_WHAT IS NEEDED_: Copy out all of the material with every "Drop a dot" swapped for "Place a dot" and nothing else altered.

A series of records
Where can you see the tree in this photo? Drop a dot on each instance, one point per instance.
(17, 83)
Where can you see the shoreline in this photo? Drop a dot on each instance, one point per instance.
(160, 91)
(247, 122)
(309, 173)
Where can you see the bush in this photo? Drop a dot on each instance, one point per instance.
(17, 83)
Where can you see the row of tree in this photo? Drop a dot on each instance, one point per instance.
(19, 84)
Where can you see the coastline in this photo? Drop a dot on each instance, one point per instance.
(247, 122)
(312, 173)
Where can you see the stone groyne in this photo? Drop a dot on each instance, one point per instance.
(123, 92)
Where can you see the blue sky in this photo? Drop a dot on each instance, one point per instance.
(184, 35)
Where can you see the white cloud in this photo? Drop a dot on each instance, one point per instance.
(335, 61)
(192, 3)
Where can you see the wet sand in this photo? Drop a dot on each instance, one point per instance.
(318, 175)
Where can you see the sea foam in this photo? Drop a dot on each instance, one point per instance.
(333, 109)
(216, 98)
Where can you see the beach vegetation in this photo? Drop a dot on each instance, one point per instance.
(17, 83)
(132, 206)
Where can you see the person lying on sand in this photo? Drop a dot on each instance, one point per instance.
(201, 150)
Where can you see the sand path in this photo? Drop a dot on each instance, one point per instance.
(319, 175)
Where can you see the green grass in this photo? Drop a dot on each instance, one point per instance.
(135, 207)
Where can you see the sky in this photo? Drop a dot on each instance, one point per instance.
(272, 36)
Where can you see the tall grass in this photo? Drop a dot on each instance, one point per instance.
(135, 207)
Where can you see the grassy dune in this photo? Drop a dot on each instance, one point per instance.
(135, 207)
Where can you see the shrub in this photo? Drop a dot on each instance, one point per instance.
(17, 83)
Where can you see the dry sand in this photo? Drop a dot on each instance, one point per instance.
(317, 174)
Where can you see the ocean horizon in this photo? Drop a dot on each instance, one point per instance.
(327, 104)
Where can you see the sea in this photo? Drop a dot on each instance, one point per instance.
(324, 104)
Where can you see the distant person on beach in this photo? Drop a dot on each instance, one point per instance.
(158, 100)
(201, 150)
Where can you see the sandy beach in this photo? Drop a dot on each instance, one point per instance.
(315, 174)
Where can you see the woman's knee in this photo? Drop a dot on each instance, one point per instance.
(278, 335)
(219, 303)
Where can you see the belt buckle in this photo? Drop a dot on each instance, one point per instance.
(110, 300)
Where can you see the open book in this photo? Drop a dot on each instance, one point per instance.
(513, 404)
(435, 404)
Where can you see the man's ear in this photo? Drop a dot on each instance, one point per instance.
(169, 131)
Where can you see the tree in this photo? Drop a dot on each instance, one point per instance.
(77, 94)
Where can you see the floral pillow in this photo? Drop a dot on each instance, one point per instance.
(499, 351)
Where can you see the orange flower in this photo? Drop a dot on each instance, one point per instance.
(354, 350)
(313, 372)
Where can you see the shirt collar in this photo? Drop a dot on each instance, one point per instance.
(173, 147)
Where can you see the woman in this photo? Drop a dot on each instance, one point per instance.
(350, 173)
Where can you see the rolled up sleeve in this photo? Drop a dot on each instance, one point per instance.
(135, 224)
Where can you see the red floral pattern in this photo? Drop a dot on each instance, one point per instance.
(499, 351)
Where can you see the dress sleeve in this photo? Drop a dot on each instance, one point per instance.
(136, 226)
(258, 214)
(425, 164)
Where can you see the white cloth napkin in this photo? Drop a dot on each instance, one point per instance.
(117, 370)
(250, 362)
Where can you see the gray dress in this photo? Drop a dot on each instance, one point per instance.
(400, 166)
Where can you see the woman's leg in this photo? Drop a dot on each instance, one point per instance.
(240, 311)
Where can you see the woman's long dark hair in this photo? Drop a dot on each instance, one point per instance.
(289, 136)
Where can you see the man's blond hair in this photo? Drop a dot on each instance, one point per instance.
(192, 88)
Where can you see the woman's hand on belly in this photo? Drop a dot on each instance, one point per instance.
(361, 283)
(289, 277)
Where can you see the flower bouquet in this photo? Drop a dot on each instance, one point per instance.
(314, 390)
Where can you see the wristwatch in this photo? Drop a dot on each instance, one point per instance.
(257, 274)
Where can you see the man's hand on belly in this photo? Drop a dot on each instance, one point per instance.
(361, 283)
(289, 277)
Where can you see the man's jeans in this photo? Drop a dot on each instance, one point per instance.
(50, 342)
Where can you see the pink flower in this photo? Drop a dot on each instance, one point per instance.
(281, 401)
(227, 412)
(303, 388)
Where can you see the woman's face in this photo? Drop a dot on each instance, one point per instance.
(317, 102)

_EXERCISE RESULT_:
Where can you see the tree in this photo? Place a dot on each instance, one point per instance.
(17, 83)
Where can you see the shoreline in this photo? Place a dot on each instance, one point per instance.
(160, 91)
(247, 122)
(309, 173)
Where can you see the bush in this photo? Place a dot on each instance, one point per instance.
(17, 83)
Where can you see the row of tree in this photo? Place a dot on each instance, one point per instance.
(19, 84)
Where can you see the coastline in this photo? Place a dot on each instance, one point per instance.
(247, 122)
(312, 173)
Where can you see the stone groyne in this photo? Place a dot on each instance, one point per instance.
(123, 92)
Where can you see the blue sky in this photo? Place a dot on each instance, one point per instance.
(184, 35)
Where can you see the white cloud in this photo? Place a dot on each instance, one point per instance.
(335, 61)
(192, 3)
Where can you see the wet sand in this photo? Place a dot on each instance, one point per instance.
(318, 175)
Where can you see the sea foam in this photo? Place a dot on each instance, one point per instance.
(333, 109)
(216, 98)
Where can you see the beach vegetation in this photo? Place a dot on each instance, one point per instance.
(17, 83)
(132, 206)
Where can you see the person lying on sand in this photo? Place a dot on each instance, one point per instance.
(201, 150)
Where can you see the sand path in this photo? Place a dot on each instance, one point per instance.
(319, 175)
Where can you see the green grass in this photo? Place a dot on each instance, one point per instance.
(135, 207)
Where can you see the sky in this photo? Place a dot on each instance, one point per instance.
(272, 36)
Where can you see the tall grass in this photo? Place a dot on each instance, one point per instance.
(135, 207)
Where can you see the grassy dune in this photo? Place a dot on each instance, one point per instance.
(135, 207)
Where can you see the shrub in this photo? Place a dot on each instance, one point per instance.
(17, 83)
Where can you see the dry sand in this photo? Place a dot on each instance, one point per instance.
(317, 174)
Where can you see the ocean horizon in this photo? Place a dot on each instance, one point per instance.
(327, 104)
Where can you see the sea in this photo? Place a dot on each instance, one point per instance.
(324, 104)
Where can you see the distant person on beach in this photo? Place a dot on each instance, one point per instance.
(158, 100)
(201, 150)
Where can you see the sandy beach in this photo? Place a dot on each instance, one point per instance.
(315, 174)
Where can you see the woman's knee in this photo? Place a dot on each instance, one point per instance.
(278, 335)
(219, 303)
Where can you see the belt buckle in this photo? Place a dot on each instance, one point per instance.
(110, 300)
Where can you see the open book in this photo? Place a dot on each instance, one point per instance.
(513, 404)
(435, 404)
Where can you see the man's ear in this photo? Place a dot on each instance, one point per instance.
(169, 131)
Where can you see the tree in this photo? Place a dot on each instance, one point per instance.
(77, 94)
Where can you see the floral pillow in this photo? Place a dot on each instance, one point per instance.
(499, 351)
Where can you see the orange flower in this photo? Place a dot on each instance, one point per instance.
(354, 350)
(313, 372)
Where can you see the shirt collar in this photo? Place a dot on each instance, one point per instance.
(173, 147)
Where can you see the woman in this photo? Place a dot on each instance, one point per instance.
(350, 173)
Where can you see the rolled up sleeve in this photo? Place a dot on each instance, one point per instance.
(135, 224)
Where can you see the red floral pattern in this photo? Place a dot on each instance, one point per instance.
(499, 351)
Where can you see the dress sleeve in this photo? Place a dot on each instance, one point per instance.
(136, 226)
(258, 214)
(425, 164)
Where can you see the white cloth napkin in this photo? Place a dot on each instance, one point per instance.
(117, 370)
(250, 362)
Where can you see the gray dress in this photo? Place a dot on each instance, one point per instance.
(400, 166)
Where can you see the woman's leg in this photo? Place a dot on each instance, one point per instance.
(240, 311)
Where can you see the woman's long dark hair in this photo? Place a dot on each instance, one point per instance.
(289, 136)
Where can you see the man's blond hair in this photo? Place a dot on each instance, one point per instance.
(192, 88)
Where can you see the woman's hand on belly in this photo? Place a dot on each instance, one point per instance.
(361, 283)
(289, 277)
Where can you see the flower bouquet in this photo? Place a dot on each instance, one point per instance.
(314, 390)
Where can you see the wristwatch in this photo? Place a dot on each instance, one point per instance.
(257, 274)
Where can you see the man's hand on belly in this photo? Place a dot on each instance, one point per instance.
(361, 283)
(289, 277)
Where can you see the man's jeans in this photo? Place a dot on each instance, one point per instance.
(50, 342)
Where can you see the pink flower in this photo? Place a dot on each instance, one point per instance.
(281, 401)
(227, 412)
(303, 388)
Where can you see the woman's face in this photo? Place a dot on each instance, one point per instance.
(317, 102)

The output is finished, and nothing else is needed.